* CONSIGNES:
(A) Relevez tous les pays que le texte sur la démocratisation en Afrique de l’Ouest donne en exemple de la Transition contrôlée.
(B) Reproduisez fidèlement le passage du texte sur la démocratisation en Afrique de l’Ouest qui commence aux mots « Centre pour la » et s’arrête après les mots « à des crises. ».

Centre pour la Démocratie, le Développement et la Culture en Afrique
A- Une démocratie tangueuse
Les mutations internes et les changements intervenus dans l’espace mondial ont engendré des transformations dans l’organisation des pouvoirs en Afrique pour s’adapter à la nouvelle donne, celle de la gouvernance démocratique. L’Afrique de manière générale, en particulier l’Afrique de l’Ouest a adopté l’agenda des transitions démocratiques, conformément à l’idéologie néolibérale dont le triomphe ne fait plus débat. Si l’engouement s’est imposé dans la plupart des pays, dans l’air du temps, le désenchantement a gagné du terrain car les transitions démocratiques dans les pays considérés comme pilotes ou références en la matière sont en état de souffrance ou confrontés à des crises.
En Afrique de l’Ouest, l’instauration des processus de démocratisation a épousé plusieurs formes. Elle s’est faite soit au travers des méthodes consensuelles telles que les Conférences nationales (Benin, Niger, etc.), la Transition par pactes (Entente entre les acteurs) ou la Transition par reformes. L’on note aussi une certaine résistance à la transition démocratique au travers de la Transition contrôlée (Togo, Mauritanie, Nigeria, Burkina Faso) et de la Transition arrachée (Mali, Côte d’Ivoire, etc.). Dans l’un ou dans l’autre des cas de figure, on peut convenir avec Julien Banda que les principes qui vont de pair avec la démocratie ne sont essentiellement adaptés qu’à l’état de paix et qu’« il est clair que le respect des droits de l’individu dans sa recherche du bonheur, la faculté pour lui de critiquer ses chefs, de les contrôler, de les révoquer, le vœu d’une justice absolue indifférente aux circonstances, l’octroi d’une primauté à certaines activités de luxe ne sont compatibles qu’avec la paix »¹.
Or, au Sénégal tout comme au Burkina Faso, au Niger et au Mali, les Programmes d’ajustement structurel imposés par le FMI pendant les années 1980-1990 et les pratiques prédatrices notées pendant les décennies qui ont suivi le désenchantement post-conférences nationales, ont sérieusement impacté la gouvernance de l’État devenu plus précaire économiquement et plus fragile institutionnellement. L’on peut s’interroger dès lors sur les racines historiques de la relative « débâcle de l’État » et la montée en puissance des réseaux qui se substituent aux pouvoirs publics frappés de carence : l’exposition accentuée de certains corps de métier de la Fonction publique à la pression constante des promoteurs organisés du secteur informel. De ce fait, il devient difficile de respecter de façon cohérente et permanente l’intégrité des règles, des institutions et de leurs procédures. Petit à petit, les compromis établis entre agents et acteurs informels à la recherche de « raccourcis » ressemblèrent de plus en plus à des compromissions signant la reddition d’institutions et de politiques qui se mirent à fonctionner selon une logique informelle. Le système politique, de manière globale, est ainsi fortement vicié.

* DONNÉES:
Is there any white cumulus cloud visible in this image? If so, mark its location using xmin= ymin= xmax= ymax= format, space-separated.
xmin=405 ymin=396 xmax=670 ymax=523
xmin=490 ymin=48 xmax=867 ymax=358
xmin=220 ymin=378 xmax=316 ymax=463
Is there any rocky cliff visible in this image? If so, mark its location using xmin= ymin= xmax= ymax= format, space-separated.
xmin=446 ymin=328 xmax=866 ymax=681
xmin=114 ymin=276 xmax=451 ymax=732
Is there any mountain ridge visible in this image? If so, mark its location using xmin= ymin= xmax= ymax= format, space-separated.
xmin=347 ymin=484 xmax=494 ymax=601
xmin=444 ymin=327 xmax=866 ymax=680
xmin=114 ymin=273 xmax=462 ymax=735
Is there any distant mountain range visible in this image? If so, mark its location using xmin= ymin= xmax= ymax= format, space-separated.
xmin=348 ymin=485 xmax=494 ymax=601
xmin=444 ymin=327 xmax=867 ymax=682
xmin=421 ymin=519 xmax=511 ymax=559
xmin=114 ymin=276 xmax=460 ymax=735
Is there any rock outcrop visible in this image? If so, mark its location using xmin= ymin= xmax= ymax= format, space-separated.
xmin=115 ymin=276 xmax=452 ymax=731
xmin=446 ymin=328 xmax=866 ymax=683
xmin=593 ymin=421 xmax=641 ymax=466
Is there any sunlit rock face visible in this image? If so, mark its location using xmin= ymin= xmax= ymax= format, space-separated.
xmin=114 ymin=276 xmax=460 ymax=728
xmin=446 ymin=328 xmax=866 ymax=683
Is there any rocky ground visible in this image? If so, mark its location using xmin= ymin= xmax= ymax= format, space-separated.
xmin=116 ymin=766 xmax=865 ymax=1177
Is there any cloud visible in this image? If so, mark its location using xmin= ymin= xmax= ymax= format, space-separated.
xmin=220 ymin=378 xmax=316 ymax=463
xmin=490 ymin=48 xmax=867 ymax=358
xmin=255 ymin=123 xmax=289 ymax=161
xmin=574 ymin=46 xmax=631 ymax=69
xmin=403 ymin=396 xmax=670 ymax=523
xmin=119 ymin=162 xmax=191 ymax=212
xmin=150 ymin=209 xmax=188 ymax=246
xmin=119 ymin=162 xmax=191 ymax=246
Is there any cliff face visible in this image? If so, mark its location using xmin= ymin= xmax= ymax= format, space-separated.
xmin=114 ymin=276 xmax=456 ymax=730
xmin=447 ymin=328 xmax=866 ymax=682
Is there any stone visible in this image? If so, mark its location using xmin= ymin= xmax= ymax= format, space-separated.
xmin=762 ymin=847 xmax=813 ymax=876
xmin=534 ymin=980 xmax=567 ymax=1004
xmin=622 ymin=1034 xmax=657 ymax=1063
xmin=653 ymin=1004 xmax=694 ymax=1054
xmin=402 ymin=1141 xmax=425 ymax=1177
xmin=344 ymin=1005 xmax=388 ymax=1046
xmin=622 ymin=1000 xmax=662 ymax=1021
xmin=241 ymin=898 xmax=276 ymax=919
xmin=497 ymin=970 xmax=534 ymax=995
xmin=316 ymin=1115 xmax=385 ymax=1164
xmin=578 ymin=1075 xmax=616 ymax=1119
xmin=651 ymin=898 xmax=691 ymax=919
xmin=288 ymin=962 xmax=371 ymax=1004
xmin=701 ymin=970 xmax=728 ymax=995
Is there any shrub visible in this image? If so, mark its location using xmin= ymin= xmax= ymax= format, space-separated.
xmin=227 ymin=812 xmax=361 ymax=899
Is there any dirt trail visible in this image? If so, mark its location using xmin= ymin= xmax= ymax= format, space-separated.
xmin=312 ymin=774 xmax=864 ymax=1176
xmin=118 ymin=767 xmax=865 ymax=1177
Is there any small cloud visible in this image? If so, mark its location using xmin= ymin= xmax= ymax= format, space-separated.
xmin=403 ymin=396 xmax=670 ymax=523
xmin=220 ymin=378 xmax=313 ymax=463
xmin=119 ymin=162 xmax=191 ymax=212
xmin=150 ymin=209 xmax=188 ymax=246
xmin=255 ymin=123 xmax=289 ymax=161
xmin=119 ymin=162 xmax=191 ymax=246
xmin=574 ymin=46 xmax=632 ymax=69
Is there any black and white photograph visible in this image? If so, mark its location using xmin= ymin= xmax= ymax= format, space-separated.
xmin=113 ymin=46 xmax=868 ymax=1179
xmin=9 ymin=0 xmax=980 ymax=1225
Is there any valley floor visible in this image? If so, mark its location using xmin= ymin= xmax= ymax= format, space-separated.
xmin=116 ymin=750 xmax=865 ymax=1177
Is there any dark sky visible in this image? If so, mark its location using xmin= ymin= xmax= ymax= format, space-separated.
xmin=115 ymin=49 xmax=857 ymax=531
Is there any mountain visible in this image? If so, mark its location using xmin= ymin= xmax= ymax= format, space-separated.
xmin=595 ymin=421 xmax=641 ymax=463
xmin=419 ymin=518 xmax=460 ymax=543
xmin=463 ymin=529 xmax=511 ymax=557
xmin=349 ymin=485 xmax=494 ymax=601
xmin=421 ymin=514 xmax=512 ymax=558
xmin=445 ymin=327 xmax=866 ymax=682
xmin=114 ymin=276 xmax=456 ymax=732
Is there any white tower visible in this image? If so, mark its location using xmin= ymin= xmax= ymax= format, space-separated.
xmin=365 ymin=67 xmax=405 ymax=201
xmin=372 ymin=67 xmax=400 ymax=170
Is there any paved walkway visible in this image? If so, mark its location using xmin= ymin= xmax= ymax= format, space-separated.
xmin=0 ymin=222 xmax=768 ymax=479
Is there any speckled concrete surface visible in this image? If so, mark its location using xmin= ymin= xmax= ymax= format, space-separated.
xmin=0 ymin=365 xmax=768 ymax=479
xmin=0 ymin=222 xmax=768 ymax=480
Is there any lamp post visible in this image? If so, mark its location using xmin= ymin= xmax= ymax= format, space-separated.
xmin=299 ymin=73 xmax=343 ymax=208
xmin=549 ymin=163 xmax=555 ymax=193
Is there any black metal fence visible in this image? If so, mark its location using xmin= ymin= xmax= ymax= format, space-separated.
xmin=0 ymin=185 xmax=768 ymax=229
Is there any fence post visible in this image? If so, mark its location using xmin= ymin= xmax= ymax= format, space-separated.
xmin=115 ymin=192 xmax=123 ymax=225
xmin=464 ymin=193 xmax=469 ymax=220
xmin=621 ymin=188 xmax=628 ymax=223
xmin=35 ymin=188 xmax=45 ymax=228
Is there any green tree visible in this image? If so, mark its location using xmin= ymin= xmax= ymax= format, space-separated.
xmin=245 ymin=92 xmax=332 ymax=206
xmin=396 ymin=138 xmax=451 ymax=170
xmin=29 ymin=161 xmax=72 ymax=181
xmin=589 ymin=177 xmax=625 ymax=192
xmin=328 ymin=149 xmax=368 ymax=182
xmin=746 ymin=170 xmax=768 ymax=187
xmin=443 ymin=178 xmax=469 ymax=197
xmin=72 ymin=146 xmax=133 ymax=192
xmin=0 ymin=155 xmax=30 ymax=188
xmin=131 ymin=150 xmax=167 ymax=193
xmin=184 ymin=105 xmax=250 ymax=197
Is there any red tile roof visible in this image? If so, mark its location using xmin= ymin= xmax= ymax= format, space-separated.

* RÉPONSES:
(A) Togo, Mauritanie, Nigeria, Burkina Faso

(B)
Centre pour la Démocratie, le Développement et la Culture en Afrique
A- Une démocratie tangueuse
Les mutations internes et les changements intervenus dans l’espace mondial ont engendré des transformations dans l’organisation des pouvoirs en Afrique pour s’adapter à la nouvelle donne, celle de la gouvernance démocratique. L’Afrique de manière générale, en particulier l’Afrique de l’Ouest a adopté l’agenda des transitions démocratiques, conformément à l’idéologie néolibérale dont le triomphe ne fait plus débat. Si l’engouement s’est imposé dans la plupart des pays, dans l’air du temps, le désenchantement a gagné du terrain car les transitions démocratiques dans les pays considérés comme pilotes ou références en la matière sont en état de souffrance ou confrontés à des crises.